§ **Stated goal**: Resume the interview with Peter Unwin below, continuing it from its final sentence.

§ **Text section**:
........

Wednesday, December 29, 2021

12 or 20 (second series) questions with Peter Unwin

Peter Unwin [photo credit: Deborah Clipperton] is the author of The Infinite Park (Cormorant Books, 2021) and eight previous books, as well as many short stories, essays, and poems. His short story collection Life Without Death was shortlisted for the 2014 Trillium Book Award, and his poetry collection When We Were Old, was a Relit Award finalist. He is currently completing a PhD in the Humanities at York University.

1 - How did your first book change your life? How does your most recent work compare to your previous? How does it feel different?

My first book was a collection of short stories The Rock Farmers, and the publisher mailed a copy to me to pick up at the post office in a small town in Renfrew County where I happened to be staying. I still have the envelope. Back then, an author’s first book had some authority, prestige even, for being your first book. That book in particular was widely reviewed. In those days there were newspapers and print, a print culture that included a love of print, and also included “book reviews.” I actually received an invitation to join Canada’s Who’s Who, based on that one book.

........

§ **Supplied material**:
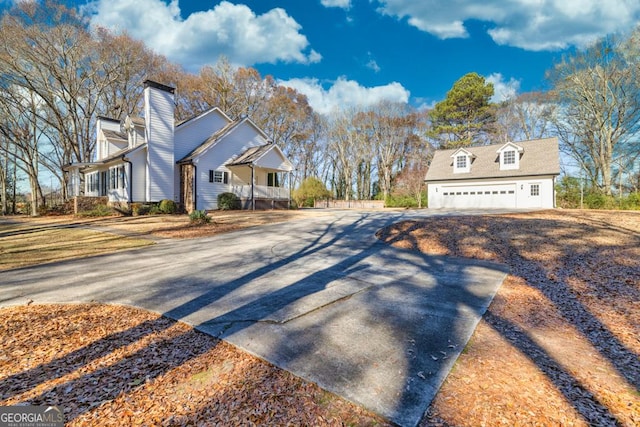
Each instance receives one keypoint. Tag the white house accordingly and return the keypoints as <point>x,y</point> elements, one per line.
<point>152,158</point>
<point>512,175</point>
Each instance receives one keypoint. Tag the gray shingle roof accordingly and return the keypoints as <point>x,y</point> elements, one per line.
<point>250,155</point>
<point>114,136</point>
<point>212,140</point>
<point>540,157</point>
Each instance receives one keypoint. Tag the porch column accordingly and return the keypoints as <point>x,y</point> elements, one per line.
<point>253,199</point>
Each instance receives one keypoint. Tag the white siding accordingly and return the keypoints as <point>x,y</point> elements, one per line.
<point>161,164</point>
<point>102,150</point>
<point>193,133</point>
<point>241,139</point>
<point>506,193</point>
<point>139,178</point>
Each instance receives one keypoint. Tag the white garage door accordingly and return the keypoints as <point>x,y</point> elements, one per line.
<point>479,196</point>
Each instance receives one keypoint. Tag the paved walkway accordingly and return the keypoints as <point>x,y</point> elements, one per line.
<point>319,297</point>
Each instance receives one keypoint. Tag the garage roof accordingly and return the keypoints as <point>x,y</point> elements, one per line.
<point>540,157</point>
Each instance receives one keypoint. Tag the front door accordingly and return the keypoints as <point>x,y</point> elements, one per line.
<point>534,199</point>
<point>187,188</point>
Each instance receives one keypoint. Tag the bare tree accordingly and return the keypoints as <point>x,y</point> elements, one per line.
<point>598,118</point>
<point>525,117</point>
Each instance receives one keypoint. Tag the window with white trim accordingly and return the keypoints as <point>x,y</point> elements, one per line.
<point>535,189</point>
<point>509,157</point>
<point>273,179</point>
<point>219,177</point>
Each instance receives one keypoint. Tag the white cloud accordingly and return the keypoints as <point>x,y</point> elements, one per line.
<point>503,90</point>
<point>345,93</point>
<point>228,29</point>
<point>344,4</point>
<point>529,24</point>
<point>372,64</point>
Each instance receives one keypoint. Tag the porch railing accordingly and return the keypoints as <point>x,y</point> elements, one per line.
<point>261,192</point>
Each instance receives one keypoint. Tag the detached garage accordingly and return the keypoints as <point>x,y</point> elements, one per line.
<point>507,176</point>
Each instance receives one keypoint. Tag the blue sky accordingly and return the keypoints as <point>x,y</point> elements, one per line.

........

§ **Task result**:
There is no book more delightful to hold in your hand than the first one. The last one feels good, as well.  And yes, in fact, my first book did change my life. It closed the door on my being anything else but an author. I am now more or less unemployable.

2 - How did you come to poetry first, as opposed to, say, fiction or non-fiction? 

I was open to all of it from the start. I wrote plays as well, and produced them. Poetry is the highest form, always has been. I’ve always thought that poetry is to literature what golf is to professional athletes: the purest thing, and what everyone wants to do, no matter what sport they play.

The short form was always friendly to me. It catered to my strengths and interests as a stylist. The novel requires a lot of effort doing mundane things, like moving one character out of her chair, and getting her into a car, or on to the back of a toboggan, etc. This legwork does not exist in poetry, just the flame, the thought, the word, the moment, all at once.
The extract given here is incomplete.